EXERCISE REQUIREMENTS: Down to the last line, the material below should be reproduced exactly.

DATA LISTING:
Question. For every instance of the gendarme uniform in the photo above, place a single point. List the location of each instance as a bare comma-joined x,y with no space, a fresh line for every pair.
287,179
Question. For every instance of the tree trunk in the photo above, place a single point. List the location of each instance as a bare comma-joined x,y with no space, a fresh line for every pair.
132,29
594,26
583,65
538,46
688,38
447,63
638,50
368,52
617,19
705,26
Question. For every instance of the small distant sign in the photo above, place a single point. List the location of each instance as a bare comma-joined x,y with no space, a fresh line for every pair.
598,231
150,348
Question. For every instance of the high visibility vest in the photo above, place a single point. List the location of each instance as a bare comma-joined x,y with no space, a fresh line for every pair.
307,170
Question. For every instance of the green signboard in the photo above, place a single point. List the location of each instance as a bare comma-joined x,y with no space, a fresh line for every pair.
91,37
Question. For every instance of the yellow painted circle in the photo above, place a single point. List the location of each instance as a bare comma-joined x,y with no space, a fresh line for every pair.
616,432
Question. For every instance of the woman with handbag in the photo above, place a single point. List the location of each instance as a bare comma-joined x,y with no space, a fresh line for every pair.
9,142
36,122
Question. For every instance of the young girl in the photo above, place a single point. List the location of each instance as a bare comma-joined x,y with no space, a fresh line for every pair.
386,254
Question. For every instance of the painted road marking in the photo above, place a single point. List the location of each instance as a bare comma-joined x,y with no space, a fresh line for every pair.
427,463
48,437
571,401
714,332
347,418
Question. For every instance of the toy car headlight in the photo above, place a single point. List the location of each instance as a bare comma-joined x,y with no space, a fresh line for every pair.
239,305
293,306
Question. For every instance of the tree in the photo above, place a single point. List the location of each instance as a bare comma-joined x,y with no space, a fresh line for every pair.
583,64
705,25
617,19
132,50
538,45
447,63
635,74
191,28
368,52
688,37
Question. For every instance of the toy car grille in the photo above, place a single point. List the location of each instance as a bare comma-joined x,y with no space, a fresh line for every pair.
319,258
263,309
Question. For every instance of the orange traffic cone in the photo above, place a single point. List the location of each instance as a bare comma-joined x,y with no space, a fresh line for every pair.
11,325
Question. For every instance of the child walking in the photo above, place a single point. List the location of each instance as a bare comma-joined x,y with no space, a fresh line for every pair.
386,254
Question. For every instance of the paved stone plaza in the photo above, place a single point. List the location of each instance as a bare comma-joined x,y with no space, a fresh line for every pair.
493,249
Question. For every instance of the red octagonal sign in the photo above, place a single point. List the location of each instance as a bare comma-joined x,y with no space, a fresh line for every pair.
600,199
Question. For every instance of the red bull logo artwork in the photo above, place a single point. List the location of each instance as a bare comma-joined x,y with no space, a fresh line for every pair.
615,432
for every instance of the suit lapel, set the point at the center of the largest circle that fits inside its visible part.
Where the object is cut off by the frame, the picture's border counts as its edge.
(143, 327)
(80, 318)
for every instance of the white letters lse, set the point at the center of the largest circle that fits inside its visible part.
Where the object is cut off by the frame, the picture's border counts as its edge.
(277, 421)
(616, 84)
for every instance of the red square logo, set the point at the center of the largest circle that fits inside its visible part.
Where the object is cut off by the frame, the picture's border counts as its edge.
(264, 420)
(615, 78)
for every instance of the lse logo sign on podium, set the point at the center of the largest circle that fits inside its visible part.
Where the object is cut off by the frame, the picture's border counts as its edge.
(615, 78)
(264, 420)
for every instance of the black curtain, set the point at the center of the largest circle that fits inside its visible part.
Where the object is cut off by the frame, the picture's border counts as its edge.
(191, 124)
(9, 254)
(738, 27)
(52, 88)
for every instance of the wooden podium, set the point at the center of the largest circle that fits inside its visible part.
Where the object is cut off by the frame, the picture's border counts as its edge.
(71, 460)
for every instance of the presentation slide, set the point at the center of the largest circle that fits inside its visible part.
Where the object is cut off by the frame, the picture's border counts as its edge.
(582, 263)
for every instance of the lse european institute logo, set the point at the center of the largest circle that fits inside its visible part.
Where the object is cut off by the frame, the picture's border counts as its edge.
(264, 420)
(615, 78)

RESPONSE FOR THIS EXERCISE:
Question. For every instance of the gendarme uniform in the photo above, place a single point. List the location of each instance as a bare comma-joined x,y with no space, a fresh line for every pair.
287,179
Question. For every instance of the tree trunk in the photo above, place a single point. List the location of each instance as a bare comma-joined x,y with no space, a fresh line for every pair.
132,29
594,26
583,65
538,46
688,38
447,63
638,50
368,52
617,19
705,26
Question. For every instance of the small distant sign in the photo above, place a single point. List the location of each instance as a bare comma-joined x,y with no space, a fresh line for every pair.
598,231
150,348
Question. For every instance of the high visibility vest in the photo above, place a single point. List the location of each instance as a bare comma-joined x,y with no space, a fresh line for every pair.
307,170
Question. For every instance of the green signboard in the photo above, place a single point. List the location of each instance as a bare comma-joined x,y with no space, a fresh line for every pair.
91,37
Question. For every instance of the yellow painted circle in the photo above, place a single point. List the location of each instance as a bare comma-joined x,y with no space, a fresh line for every pair.
616,432
Question. For every instance of the woman with handbag in the photo above, place a single point. List the location of each instance as a bare comma-joined x,y with no space, a fresh line for every pair.
9,142
36,122
Question. For every instance of the young girl in the photo above, place a single point. List the location of each instance as a bare comma-joined x,y with no space, a fresh line for every pair.
386,254
Question. For every instance of the painted road marking in the photo above, place a single point. List the location of each instance as a bare comma-joined x,y with no space, a fresh line for every pair.
427,463
48,437
571,401
714,332
347,418
Question. For every instance of the toy car headlight in the photo above, place a single point. List the location of each instance as a bare comma-joined x,y with no space, a fresh line for every pair.
239,305
293,306
Question. For every instance of the tree in the photo above, place a single point. List the location of each instance as a bare comma-joined x,y with no space, a fresh line for every pair.
583,64
705,25
617,19
132,50
538,45
447,63
635,74
191,28
368,52
688,37
Question. For every instance of the toy car grille in the photo above, place a single point. List the location of each instance as a bare comma-joined x,y with no space, a fresh line for every pair.
319,258
263,309
Question. For every instance of the orange traffic cone in the photo above, place a single point. List the location of each instance as a bare comma-joined x,y with no space, a fresh line for every pair.
11,325
Question. For every instance of the child walking in the photo above, place a single point. List the location of each instance as a bare comma-joined x,y with no space, a fresh line for every pair.
386,254
Question. For every instance of the paved stone plaza in the photo above, place a single point. List the location of each instance as a bare comma-joined x,y with no space, a fresh line for every pair.
493,249
Question. For every instance of the red octagonal sign in the photo above, place a single point. List the location of each instance as a bare comma-joined x,y with no space, a fresh line for every pair.
600,199
Question. For every instance of the red bull logo artwork in the photo above, place a single point. List the location of each instance as a bare comma-joined x,y with no space, a fresh line for every pair.
615,432
for every instance of the suit lapel, set the point at the center of the largest circle that fits inside its visible part.
Where the object is cut off by the frame, the picture's border counts as its edge.
(143, 327)
(80, 318)
for every instance of the white letters lse, set the point at the center of the largest circle that fits inside its visible part.
Where the object is cut off by the frame, the picture's border counts as its edge.
(277, 421)
(616, 84)
for every instance of the red square logo, set the point at the center of the largest circle that fits inside its visible part.
Where the object is cut off by the frame, the picture's border counts as its edge.
(264, 420)
(615, 78)
for every instance of the lse logo sign on podium, set the point at the center of the largest circle that fits inside its visible part.
Where the object is cut off by the frame, the picture's border counts as its edge.
(615, 78)
(264, 420)
for every instance of the black curtain, set the point at the center of the largest circle that fits inside its visible part.
Where the object is cut off by the frame, the picture's border counts as its edge.
(191, 124)
(9, 254)
(738, 27)
(52, 88)
for every instance of the wooden podium, set the point at the center of the largest circle that fits inside its visible part.
Where the object is cut off by the frame, the picture's border counts as its edge.
(71, 460)
for every instance of the presentation slide, set the point at the center of the largest circle that fits inside its visible part.
Where the object is cut off by the frame, the picture's border counts as its edge.
(582, 263)
for every instance of the lse european institute logo, set the point at the center of the largest circle that fits inside its visible part.
Where the object is cut off by the frame, the picture's border counts as its edge.
(264, 420)
(615, 78)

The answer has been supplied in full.